■ **GOAL**: Print every line of the listing below, reproducing each one without any change.

Records in a dataset:
::::

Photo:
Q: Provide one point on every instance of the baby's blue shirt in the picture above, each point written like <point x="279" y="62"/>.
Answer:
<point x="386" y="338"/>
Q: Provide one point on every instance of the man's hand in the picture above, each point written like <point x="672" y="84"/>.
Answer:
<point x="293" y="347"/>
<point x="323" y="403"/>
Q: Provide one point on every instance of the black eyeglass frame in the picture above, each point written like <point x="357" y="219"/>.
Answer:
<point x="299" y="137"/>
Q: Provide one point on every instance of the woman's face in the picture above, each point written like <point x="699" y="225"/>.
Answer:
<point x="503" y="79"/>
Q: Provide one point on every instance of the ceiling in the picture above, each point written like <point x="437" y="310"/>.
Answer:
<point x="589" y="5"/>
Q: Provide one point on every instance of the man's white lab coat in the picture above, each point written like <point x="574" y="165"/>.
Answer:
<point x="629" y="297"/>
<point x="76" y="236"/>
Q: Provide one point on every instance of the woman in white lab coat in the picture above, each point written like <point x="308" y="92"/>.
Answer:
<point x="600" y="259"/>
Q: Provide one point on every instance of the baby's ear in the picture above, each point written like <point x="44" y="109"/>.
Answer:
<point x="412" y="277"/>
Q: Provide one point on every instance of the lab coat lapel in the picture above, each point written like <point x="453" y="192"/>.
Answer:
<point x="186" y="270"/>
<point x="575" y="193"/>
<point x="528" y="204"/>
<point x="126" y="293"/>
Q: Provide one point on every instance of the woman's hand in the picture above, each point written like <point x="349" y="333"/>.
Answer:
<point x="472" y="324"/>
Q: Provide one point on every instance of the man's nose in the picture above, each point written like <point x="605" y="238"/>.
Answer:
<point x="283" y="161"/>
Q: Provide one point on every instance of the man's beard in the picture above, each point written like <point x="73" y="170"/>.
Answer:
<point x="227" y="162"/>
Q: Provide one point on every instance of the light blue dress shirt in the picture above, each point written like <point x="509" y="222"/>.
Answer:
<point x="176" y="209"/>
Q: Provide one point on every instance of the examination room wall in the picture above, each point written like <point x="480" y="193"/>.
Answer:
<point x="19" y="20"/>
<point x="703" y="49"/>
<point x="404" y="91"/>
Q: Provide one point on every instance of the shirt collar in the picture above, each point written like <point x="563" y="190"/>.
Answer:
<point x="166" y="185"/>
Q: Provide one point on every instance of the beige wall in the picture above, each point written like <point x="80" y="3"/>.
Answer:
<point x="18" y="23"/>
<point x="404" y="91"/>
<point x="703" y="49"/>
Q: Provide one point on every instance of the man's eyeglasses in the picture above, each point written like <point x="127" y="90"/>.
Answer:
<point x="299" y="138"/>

::::

■ **RESULT OF THE EXERCISE**:
Photo:
Q: Provide one point on every instance of the baby's blue shirt in the picture above, each point written like <point x="279" y="62"/>.
Answer:
<point x="386" y="338"/>
Q: Provide one point on every instance of the man's hand in the picture above, each point written like <point x="672" y="84"/>.
Answer:
<point x="293" y="347"/>
<point x="323" y="403"/>
Q: Provide one point on every instance of the black eyeglass frame in the picture above, each point written like <point x="357" y="219"/>.
Answer:
<point x="299" y="137"/>
Q: Provide one point on every instance of the woman's face in the picture above, each point written like <point x="699" y="225"/>.
Answer:
<point x="503" y="79"/>
Q: Provide one point on every instance of the ceiling in the picture above, each point written like <point x="437" y="310"/>.
Answer:
<point x="589" y="5"/>
Q: Provide one point on every instance of the man's white lab coat in the picture above, each point written like <point x="574" y="165"/>.
Answer:
<point x="629" y="297"/>
<point x="76" y="236"/>
Q: Provide one point on every instance of the woman in white lab coat in the picture above, each point written like <point x="308" y="92"/>.
Answer:
<point x="600" y="259"/>
Q: Provide one point on every instance of the baby's ear in the picture above, each point written like <point x="44" y="109"/>.
Answer:
<point x="412" y="277"/>
Q: Provide one point on every instance of the lab coat lapel in the picture above, each point written like <point x="453" y="192"/>.
Answer:
<point x="186" y="270"/>
<point x="575" y="193"/>
<point x="528" y="204"/>
<point x="126" y="293"/>
Q: Provide one point on every instance of the woman's hand in the picture above, each point written like <point x="349" y="333"/>.
Answer:
<point x="472" y="324"/>
Q: Provide one point on every instance of the man's nose in the picture above, each point written like <point x="605" y="238"/>.
Answer:
<point x="283" y="161"/>
Q: Provide one point on every instance of the man's beard in the picture above, each point written like <point x="73" y="170"/>.
Answer:
<point x="227" y="162"/>
Q: Provide one point on every instance of the light blue dress shirt in the picture above, each point written like <point x="509" y="222"/>.
Answer:
<point x="176" y="209"/>
Q: Provide one point on every instance of the examination room wall in the picture above, each point written like <point x="480" y="193"/>.
Answer:
<point x="19" y="20"/>
<point x="703" y="49"/>
<point x="404" y="91"/>
Q: Provide one point on every instance of the shirt collar in the picture above, each point written like <point x="563" y="190"/>.
Answer:
<point x="166" y="185"/>
Q: Provide one point on every instance of the beige wall in the picture above, each point written like <point x="80" y="3"/>.
Answer:
<point x="18" y="23"/>
<point x="404" y="91"/>
<point x="703" y="49"/>
Q: Provide one point on every instance of the man's eyeglasses in the picture above, each point written like <point x="127" y="90"/>.
Answer:
<point x="299" y="138"/>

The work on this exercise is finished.